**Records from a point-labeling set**

------------------------------------------------------------

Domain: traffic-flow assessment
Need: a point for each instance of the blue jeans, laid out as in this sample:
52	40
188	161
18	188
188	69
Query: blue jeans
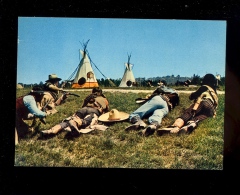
156	108
31	105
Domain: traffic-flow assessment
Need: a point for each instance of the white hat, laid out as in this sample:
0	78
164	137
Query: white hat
113	116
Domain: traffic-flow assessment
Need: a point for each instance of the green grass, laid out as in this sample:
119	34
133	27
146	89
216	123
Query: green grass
115	148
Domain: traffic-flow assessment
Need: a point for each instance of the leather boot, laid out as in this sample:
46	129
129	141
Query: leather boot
137	124
150	129
174	128
73	126
53	130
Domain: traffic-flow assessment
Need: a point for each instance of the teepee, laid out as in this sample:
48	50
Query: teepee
85	77
128	77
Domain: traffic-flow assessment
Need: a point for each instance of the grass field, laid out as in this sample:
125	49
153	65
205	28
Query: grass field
115	148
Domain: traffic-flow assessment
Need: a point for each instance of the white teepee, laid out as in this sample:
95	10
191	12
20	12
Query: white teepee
85	77
128	77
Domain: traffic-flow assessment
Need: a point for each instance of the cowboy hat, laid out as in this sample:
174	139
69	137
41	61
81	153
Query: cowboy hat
113	116
52	77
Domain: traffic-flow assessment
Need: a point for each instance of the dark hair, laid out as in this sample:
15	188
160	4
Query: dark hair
210	80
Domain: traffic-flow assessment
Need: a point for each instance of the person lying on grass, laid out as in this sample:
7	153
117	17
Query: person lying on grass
157	105
94	105
205	104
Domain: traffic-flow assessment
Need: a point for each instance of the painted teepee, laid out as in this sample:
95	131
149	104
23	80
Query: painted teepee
128	78
85	77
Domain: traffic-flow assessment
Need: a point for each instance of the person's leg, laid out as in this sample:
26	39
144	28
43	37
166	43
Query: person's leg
30	103
155	119
148	108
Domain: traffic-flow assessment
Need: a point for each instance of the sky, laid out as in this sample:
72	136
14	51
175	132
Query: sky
158	47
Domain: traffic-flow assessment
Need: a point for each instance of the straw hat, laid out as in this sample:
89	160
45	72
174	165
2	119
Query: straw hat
113	116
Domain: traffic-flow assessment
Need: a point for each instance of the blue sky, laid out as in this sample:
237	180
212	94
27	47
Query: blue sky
158	47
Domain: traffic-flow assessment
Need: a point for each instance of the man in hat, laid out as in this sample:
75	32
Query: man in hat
205	102
50	97
94	105
157	106
26	109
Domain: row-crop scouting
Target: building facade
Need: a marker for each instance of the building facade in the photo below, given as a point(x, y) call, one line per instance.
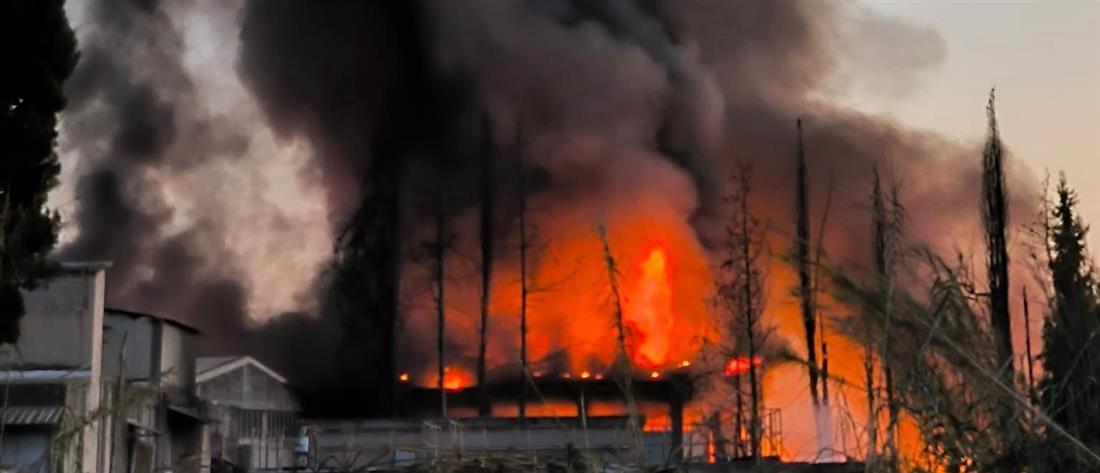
point(253, 413)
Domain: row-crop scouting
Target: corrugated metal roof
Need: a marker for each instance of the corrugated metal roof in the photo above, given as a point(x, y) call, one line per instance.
point(32, 416)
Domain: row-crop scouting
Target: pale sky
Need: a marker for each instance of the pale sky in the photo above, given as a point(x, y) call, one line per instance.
point(1044, 59)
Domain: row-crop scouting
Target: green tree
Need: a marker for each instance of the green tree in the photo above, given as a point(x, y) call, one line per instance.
point(1070, 388)
point(39, 53)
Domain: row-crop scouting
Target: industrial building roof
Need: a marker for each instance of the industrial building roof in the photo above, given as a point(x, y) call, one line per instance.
point(134, 315)
point(32, 416)
point(208, 367)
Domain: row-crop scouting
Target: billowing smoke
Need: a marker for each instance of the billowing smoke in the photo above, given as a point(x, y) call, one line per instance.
point(627, 112)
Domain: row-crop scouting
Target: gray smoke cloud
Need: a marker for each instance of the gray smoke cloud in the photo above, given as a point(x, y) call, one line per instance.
point(626, 102)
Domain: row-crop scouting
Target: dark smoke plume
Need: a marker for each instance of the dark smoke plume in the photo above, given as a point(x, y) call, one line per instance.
point(628, 103)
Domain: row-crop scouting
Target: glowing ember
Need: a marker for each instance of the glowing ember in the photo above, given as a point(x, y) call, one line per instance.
point(650, 311)
point(454, 378)
point(739, 365)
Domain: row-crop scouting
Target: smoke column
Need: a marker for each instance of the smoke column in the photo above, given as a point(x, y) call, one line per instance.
point(635, 113)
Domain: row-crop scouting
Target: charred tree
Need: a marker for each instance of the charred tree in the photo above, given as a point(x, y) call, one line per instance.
point(740, 294)
point(486, 240)
point(994, 217)
point(881, 229)
point(524, 246)
point(439, 250)
point(802, 264)
point(622, 359)
point(366, 271)
point(1027, 351)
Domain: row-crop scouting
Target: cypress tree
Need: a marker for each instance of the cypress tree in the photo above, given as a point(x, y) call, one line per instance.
point(39, 51)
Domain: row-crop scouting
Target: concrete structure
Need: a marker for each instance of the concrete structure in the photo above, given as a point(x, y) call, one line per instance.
point(160, 422)
point(96, 391)
point(339, 444)
point(54, 376)
point(255, 413)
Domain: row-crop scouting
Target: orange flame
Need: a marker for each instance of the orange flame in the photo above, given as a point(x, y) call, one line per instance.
point(454, 378)
point(649, 312)
point(739, 365)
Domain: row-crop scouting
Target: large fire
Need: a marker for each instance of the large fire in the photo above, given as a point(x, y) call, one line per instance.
point(666, 279)
point(649, 311)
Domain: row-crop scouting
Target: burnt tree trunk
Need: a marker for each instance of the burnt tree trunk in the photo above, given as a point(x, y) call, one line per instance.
point(802, 263)
point(994, 218)
point(440, 250)
point(486, 240)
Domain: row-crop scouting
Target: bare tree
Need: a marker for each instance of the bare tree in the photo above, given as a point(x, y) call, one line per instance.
point(622, 359)
point(994, 217)
point(740, 295)
point(439, 250)
point(802, 264)
point(524, 246)
point(486, 239)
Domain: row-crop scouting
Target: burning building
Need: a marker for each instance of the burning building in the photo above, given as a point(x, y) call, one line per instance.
point(351, 193)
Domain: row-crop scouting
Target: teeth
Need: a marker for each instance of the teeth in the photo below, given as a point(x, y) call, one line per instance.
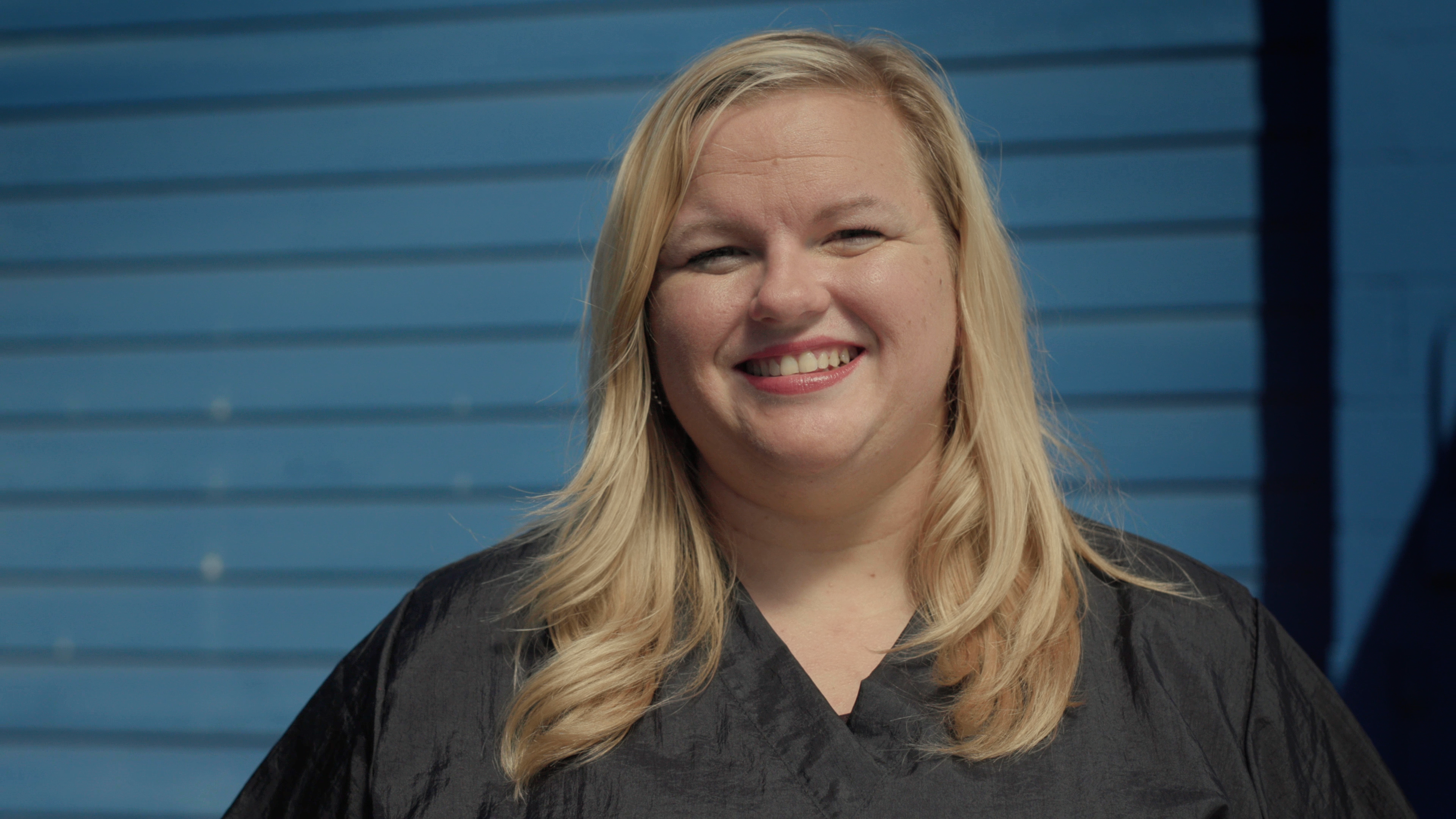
point(801, 363)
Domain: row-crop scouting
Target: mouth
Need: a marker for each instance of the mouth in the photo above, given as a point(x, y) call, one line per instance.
point(807, 362)
point(803, 371)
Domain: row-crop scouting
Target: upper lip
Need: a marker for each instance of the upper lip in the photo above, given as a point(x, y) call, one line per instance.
point(801, 346)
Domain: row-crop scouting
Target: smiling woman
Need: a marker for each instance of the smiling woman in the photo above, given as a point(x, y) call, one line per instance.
point(816, 560)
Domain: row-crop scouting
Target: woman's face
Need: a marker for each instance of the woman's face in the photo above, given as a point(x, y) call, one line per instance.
point(803, 312)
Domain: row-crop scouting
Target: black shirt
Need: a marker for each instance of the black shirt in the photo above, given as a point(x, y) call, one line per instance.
point(1187, 707)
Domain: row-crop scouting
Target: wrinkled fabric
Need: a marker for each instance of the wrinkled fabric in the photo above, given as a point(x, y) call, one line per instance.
point(1187, 707)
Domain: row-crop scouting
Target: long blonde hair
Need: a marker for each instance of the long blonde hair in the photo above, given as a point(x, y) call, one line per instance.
point(632, 584)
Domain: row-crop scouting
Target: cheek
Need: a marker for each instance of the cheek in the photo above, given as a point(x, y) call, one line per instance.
point(688, 323)
point(912, 305)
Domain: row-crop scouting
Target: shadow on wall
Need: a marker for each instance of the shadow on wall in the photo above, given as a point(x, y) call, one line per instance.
point(1401, 686)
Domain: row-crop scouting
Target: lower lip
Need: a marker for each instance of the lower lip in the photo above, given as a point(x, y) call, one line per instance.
point(807, 382)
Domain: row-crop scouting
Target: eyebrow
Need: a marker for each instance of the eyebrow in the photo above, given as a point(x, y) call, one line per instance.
point(825, 215)
point(854, 206)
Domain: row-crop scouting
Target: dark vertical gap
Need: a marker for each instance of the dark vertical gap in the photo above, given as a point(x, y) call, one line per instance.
point(1295, 261)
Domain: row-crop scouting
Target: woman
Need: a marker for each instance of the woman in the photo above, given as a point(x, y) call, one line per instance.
point(816, 560)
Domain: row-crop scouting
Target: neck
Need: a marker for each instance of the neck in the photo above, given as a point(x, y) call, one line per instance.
point(830, 551)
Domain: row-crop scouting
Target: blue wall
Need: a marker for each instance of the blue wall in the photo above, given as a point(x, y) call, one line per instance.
point(289, 295)
point(1395, 174)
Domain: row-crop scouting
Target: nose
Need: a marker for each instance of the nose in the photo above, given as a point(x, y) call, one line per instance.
point(792, 288)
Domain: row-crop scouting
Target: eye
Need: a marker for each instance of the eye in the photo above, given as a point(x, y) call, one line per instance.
point(855, 240)
point(715, 259)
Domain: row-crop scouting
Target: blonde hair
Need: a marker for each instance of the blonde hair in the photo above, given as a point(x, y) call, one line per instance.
point(632, 584)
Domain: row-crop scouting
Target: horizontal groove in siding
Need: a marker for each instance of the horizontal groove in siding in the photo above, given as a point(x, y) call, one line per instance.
point(395, 336)
point(532, 413)
point(229, 579)
point(193, 263)
point(171, 658)
point(643, 83)
point(276, 340)
point(72, 738)
point(484, 254)
point(225, 24)
point(270, 496)
point(549, 171)
point(318, 417)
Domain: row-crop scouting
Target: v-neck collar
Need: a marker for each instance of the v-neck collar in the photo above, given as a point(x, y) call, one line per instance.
point(839, 764)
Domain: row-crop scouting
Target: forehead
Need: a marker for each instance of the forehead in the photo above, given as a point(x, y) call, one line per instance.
point(804, 140)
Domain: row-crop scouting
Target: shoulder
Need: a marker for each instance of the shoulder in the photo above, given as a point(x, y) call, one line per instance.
point(1208, 624)
point(472, 599)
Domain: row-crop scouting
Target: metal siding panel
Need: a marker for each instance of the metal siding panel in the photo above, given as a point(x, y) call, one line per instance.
point(459, 378)
point(180, 783)
point(190, 701)
point(1037, 193)
point(295, 301)
point(1145, 273)
point(1218, 444)
point(1154, 358)
point(435, 136)
point(359, 457)
point(571, 49)
point(359, 537)
point(213, 618)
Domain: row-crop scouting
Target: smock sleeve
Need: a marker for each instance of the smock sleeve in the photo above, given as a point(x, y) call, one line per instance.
point(322, 764)
point(1307, 753)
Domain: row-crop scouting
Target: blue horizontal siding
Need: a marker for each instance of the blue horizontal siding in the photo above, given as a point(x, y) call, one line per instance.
point(1151, 358)
point(226, 385)
point(287, 538)
point(356, 457)
point(267, 269)
point(229, 384)
point(1159, 273)
point(1101, 102)
point(1081, 275)
point(191, 618)
point(102, 781)
point(1039, 193)
point(329, 301)
point(190, 701)
point(568, 49)
point(1173, 445)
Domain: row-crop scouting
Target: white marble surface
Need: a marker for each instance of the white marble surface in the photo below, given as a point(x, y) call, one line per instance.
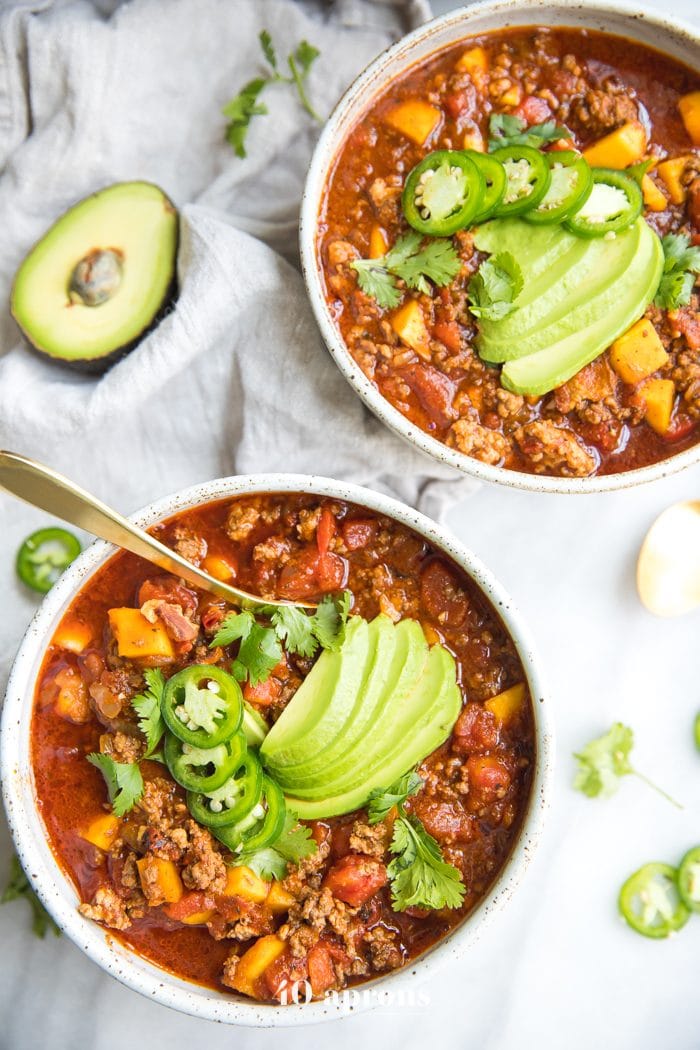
point(557, 968)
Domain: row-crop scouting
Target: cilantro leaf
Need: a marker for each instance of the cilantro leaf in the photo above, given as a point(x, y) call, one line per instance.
point(18, 887)
point(294, 843)
point(125, 783)
point(268, 48)
point(240, 111)
point(416, 260)
point(495, 287)
point(506, 129)
point(681, 264)
point(147, 706)
point(602, 762)
point(383, 800)
point(419, 876)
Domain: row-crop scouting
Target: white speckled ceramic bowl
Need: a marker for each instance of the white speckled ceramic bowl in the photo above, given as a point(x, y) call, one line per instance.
point(56, 889)
point(681, 41)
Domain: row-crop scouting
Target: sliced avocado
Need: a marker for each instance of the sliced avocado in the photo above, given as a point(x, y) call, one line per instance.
point(98, 279)
point(386, 690)
point(581, 294)
point(426, 720)
point(316, 715)
point(630, 295)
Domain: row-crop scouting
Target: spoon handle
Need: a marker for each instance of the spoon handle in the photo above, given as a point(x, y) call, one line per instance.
point(50, 491)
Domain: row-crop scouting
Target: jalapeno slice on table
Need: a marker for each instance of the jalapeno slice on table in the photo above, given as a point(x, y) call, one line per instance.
point(614, 203)
point(651, 903)
point(688, 879)
point(493, 174)
point(443, 193)
point(204, 769)
point(203, 706)
point(261, 826)
point(43, 557)
point(570, 185)
point(234, 800)
point(527, 180)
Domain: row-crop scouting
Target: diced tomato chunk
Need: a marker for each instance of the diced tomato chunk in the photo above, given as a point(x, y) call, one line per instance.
point(359, 531)
point(442, 595)
point(433, 390)
point(321, 973)
point(355, 879)
point(533, 110)
point(475, 730)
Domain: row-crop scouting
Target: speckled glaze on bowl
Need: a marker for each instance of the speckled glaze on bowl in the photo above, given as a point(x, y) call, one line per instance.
point(57, 891)
point(642, 25)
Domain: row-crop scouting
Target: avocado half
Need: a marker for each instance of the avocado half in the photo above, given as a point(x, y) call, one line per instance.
point(100, 277)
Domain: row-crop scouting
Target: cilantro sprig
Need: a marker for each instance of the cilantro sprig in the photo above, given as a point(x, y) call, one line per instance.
point(418, 874)
point(245, 106)
point(260, 648)
point(494, 288)
point(147, 706)
point(681, 265)
point(414, 259)
point(125, 784)
point(506, 129)
point(294, 843)
point(18, 888)
point(605, 760)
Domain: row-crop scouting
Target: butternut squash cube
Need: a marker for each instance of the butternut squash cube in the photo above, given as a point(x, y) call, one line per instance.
point(415, 119)
point(659, 396)
point(690, 110)
point(473, 61)
point(408, 323)
point(255, 962)
point(618, 149)
point(654, 196)
point(278, 899)
point(671, 173)
point(72, 635)
point(103, 832)
point(637, 354)
point(506, 706)
point(156, 873)
point(379, 243)
point(241, 881)
point(136, 636)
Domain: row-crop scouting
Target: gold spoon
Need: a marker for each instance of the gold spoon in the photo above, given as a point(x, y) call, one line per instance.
point(48, 490)
point(669, 564)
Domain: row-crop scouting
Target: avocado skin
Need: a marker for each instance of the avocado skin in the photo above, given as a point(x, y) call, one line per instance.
point(98, 364)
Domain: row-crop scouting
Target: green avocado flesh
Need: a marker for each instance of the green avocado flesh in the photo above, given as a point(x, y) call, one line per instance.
point(374, 710)
point(578, 296)
point(97, 279)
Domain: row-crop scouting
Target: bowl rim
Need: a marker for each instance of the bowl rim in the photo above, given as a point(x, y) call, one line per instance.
point(55, 888)
point(323, 159)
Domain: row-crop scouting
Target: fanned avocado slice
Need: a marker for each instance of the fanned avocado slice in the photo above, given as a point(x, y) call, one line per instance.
point(630, 295)
point(379, 702)
point(426, 720)
point(99, 278)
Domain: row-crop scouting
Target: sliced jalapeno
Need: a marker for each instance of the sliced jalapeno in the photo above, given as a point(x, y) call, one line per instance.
point(650, 901)
point(688, 879)
point(613, 204)
point(527, 180)
point(570, 185)
point(443, 193)
point(203, 706)
point(493, 174)
point(43, 557)
point(204, 769)
point(233, 800)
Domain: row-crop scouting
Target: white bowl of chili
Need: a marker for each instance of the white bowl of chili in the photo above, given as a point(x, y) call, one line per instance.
point(348, 198)
point(23, 784)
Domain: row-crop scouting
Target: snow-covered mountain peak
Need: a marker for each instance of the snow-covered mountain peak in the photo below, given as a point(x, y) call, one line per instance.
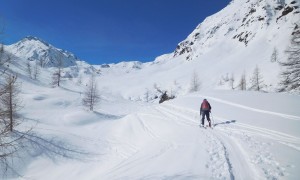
point(242, 21)
point(35, 49)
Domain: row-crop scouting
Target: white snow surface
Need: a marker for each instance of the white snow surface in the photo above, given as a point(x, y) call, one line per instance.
point(256, 135)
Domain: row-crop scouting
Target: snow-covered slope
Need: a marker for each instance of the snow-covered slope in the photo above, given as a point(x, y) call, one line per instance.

------------------------------------------------------------

**Written task**
Pull out every line of the records above that contains the string "black", reproducing each line without alteration.

**Exercise solution**
Target: black shirt
Need: a marker for each instance of the black shirt in the photo above, given as a point(x, y) call, one line per instance.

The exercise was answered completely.